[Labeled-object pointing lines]
------

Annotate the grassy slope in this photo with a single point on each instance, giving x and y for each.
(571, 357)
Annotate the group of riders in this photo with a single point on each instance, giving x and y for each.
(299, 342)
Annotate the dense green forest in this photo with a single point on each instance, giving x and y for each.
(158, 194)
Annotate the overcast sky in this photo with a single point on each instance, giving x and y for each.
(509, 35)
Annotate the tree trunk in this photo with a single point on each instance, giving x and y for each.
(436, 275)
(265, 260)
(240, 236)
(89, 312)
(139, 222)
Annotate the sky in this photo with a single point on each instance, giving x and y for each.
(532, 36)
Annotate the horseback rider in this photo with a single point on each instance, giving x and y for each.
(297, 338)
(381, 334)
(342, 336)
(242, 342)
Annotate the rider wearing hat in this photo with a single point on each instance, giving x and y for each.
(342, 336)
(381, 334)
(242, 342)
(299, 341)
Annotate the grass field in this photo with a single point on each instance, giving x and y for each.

------

-- Goal of the exercise --
Please update the lines by replacing "photo" with "image" throughout, and leave everything else unchanged.

-- Answer to this problem --
Annotate the grassy slope in this image with a single point on each instance, giving x and y for each.
(571, 357)
Annotate the group of riders in this image with a single point on each instance, giving x and y for each.
(299, 342)
Annotate the dense green forest in this image with a single point on each instance, giving x and y for each.
(158, 194)
Annotate the overcast sky in this image with a single point on each instance, giving x and y for each.
(509, 35)
Annotate the tree trunk in this image with a single point on each instance, giving x and y for each.
(436, 275)
(265, 260)
(240, 236)
(89, 312)
(139, 222)
Annotate the sky in this image with a single point on each instance, giving x and y for each.
(532, 36)
Annotate the horseback rider in this image with a single point on each instance, giving x and y for each.
(297, 338)
(381, 334)
(342, 336)
(242, 342)
Annotate the rider wearing hat in this image with a single point on each instance, giving x and y for each.
(342, 336)
(381, 334)
(242, 342)
(299, 341)
Annotate the grass field in this image with a single point on each instance, giving x and y for each.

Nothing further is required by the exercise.